# Week 10: Sentiment Analysis

Our task this week is as follows:
* Learn about sentiment analysis, and learn how to use the sentiment analysis package in TextBlob
* Load a novel into a dataframe, sentence by sentence.
* Record the sentiment values for each sentence in that dataframe
* Extract the sentences identified as the "happiest" and the "saddest" by the sentiment analysis system
* Plot the raw values for sentiment in the novel

# Sentiment Analysis demo

Before we get into how to use TextBlob, let's play around with sentiment analysis a little bit, shall we?

## TextBlob (Default, Lexicon-based)

The [documentation for TextBlob](https://textblob.readthedocs.io/en/dev/) isn't the best, but the default sentiment system is based on a tool called [pattern](https://github.com/clips/pattern), which employs a sentiment lexicon — a list of words with values, many of them hand-coded. 
- You can see the source code [here](https://github.com/sloria/TextBlob/blob/6396e24e85af7462cbed648fee21db5082a1f3fb/textblob/en/__init__.py#L8) (around line 80): it basically averages the sentiment scores for the all the words in the span, and applies some rule-based heuristics to identify negations. 
- You can see the full lexicon [here](https://github.com/sloria/TextBlob/blob/6396e24e85af7462cbed648fee21db5082a1f3fb/textblob/en/en-sentiment.xml); it's mostly adjective-based. 

In [None]:
from textblob import TextBlob

In [None]:
TextBlob("Neil Young is the greatest artist to come out of this country").polarity

In [None]:
TextBlob("I hate Neil Young and his stupid, whiny voice").polarity

In [None]:
TextBlob("Sometimes I feel like Neil Young is the greatest singer of his generation").polarity

In [None]:
TextBlob("Neil Young isn’t the worst Canadian musician").polarity

In [None]:
TextBlob("Oh yeah, Neil Young’s voice is as lovely as Josh Groban’s").polarity

In [None]:
TextBlob("Hating on amazing music isn’t something I’m known for").polarity

In [None]:
TextBlob("Neil Young").polarity

In [None]:
TextBlob("That would be the greatest misfortune of all").polarity

## TextBlob (Naive Bayes Classifier)

TextBlob has a second sentiment system, which uses a machine learning approach: a naive Bayes classifier trained on a set of movie reviews. 

TextBlob actually allows us to make our OWN naive Bayes classifiers... so let's make one to get a sense of how they work. (This example is from Nick Montfort's book *Exploratory Programming for the Arts and Humanities*, and it follows TextBlob's [tutorial "Building a Text Classification system"](https://textblob.readthedocs.io/en/dev/classifiers.html).)

First, we create our "training data" — a list containing a bunch of *tuples*, which are like two-item mini lists, each of which here contains some text and a label, `pos` or `neg`. Then we run the classifier on this training data.

• _SUPPLIED INFORMATION_:
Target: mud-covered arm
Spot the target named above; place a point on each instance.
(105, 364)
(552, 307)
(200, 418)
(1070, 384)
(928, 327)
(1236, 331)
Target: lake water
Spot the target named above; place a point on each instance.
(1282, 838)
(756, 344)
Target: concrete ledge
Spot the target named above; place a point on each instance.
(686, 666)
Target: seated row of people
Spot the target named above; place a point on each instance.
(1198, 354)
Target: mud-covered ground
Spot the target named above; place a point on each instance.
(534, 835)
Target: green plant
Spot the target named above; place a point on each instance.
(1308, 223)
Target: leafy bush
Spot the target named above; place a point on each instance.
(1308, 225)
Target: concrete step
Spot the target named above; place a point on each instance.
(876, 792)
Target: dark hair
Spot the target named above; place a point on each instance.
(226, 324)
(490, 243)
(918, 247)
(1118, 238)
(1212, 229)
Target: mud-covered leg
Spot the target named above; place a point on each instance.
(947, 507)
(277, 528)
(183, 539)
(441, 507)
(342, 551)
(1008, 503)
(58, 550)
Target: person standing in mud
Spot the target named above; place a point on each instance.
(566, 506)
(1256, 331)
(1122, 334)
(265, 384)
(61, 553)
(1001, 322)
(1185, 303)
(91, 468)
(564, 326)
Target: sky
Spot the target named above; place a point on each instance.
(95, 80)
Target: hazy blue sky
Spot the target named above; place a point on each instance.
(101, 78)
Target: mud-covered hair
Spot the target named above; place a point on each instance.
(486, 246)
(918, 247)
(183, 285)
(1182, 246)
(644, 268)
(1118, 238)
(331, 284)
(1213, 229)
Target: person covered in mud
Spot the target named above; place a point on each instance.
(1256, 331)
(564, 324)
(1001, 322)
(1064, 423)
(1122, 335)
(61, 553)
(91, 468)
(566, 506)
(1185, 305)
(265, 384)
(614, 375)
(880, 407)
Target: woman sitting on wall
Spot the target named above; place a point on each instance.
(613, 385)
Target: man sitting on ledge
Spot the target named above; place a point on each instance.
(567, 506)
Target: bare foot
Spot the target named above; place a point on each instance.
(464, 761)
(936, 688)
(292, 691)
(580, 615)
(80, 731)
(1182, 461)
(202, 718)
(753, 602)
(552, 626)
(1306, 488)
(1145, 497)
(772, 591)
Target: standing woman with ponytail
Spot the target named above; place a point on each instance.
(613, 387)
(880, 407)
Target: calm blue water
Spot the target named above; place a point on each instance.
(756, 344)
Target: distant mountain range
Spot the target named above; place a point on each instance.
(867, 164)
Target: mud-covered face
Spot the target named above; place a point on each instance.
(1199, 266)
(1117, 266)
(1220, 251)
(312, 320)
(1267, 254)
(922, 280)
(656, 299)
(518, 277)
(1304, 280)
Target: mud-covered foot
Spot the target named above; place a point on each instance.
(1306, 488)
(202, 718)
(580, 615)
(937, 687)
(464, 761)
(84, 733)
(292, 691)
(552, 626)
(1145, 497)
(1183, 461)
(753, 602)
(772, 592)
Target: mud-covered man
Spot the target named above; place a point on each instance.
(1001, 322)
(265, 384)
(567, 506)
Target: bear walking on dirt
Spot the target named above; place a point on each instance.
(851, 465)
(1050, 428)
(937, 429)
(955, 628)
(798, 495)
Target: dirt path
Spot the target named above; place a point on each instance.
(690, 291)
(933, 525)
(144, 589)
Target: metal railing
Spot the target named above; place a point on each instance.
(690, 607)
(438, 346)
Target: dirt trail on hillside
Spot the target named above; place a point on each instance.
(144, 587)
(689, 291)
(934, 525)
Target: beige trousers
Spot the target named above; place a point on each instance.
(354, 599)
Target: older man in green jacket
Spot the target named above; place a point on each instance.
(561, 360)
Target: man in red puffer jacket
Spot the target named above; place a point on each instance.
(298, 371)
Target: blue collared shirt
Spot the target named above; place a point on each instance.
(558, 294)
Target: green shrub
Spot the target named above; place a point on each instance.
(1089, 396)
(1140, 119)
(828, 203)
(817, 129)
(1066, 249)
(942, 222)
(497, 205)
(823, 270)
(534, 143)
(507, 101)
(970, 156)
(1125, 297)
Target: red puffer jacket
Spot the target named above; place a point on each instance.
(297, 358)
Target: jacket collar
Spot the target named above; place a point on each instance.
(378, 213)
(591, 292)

• _WORK TO BE COMPLETED_: Copy everything from "Our task this" down to "of them hand-coded." in the sentiment analysis tutorial, substituting "table" for "dataframe" wherever it appears.

• _WORKED ANSWER_:
Our task this week is as follows:
* Learn about sentiment analysis, and learn how to use the sentiment analysis package in TextBlob
* Load a novel into a table, sentence by sentence.
* Record the sentiment values for each sentence in that table
* Extract the sentences identified as the "happiest" and the "saddest" by the sentiment analysis system
* Plot the raw values for sentiment in the novel

# Sentiment Analysis demo

Before we get into how to use TextBlob, let's play around with sentiment analysis a little bit, shall we?

## TextBlob (Default, Lexicon-based)

The [documentation for TextBlob](https://textblob.readthedocs.io/en/dev/) isn't the best, but the default sentiment system is based on a tool called [pattern](https://github.com/clips/pattern), which employs a sentiment lexicon — a list of words with values, many of them hand-coded.